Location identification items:
START
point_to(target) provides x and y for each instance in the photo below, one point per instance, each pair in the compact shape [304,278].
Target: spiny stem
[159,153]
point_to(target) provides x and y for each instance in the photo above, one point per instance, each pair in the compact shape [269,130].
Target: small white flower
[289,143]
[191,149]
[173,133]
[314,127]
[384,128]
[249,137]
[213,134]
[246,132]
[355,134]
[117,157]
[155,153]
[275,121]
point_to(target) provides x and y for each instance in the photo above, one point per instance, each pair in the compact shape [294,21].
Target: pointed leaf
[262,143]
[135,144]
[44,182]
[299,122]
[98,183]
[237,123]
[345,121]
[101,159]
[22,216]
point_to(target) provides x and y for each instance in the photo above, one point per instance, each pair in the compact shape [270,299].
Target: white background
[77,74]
END
START
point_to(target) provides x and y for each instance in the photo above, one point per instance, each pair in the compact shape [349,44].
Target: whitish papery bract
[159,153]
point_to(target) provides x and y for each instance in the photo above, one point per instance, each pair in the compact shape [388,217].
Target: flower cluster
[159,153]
END
List every line above that contains the word "compact".

### IN RESPONSE
point_to(target) provides x and y for each instance in the photo below, one point per instance, each pair in the compact shape [304,278].
point_to(target) provides x and y for each instance in the photo above, one point per instance, each pair in the compact shape [269,130].
point_to(target) provides x and y for each instance in the photo above, one point per instance, each pair in the compact shape [294,21].
point_to(target) provides x and y for each instance in the photo above, one point per instance, each pair in the compact shape [270,299].
point_to(target) provides x and y for each instance in the photo above, one point per instance, each pair in the compact shape [349,44].
point_to(target) provides x and y for each instance in the photo above, one point per instance, each pair in the compact shape [388,217].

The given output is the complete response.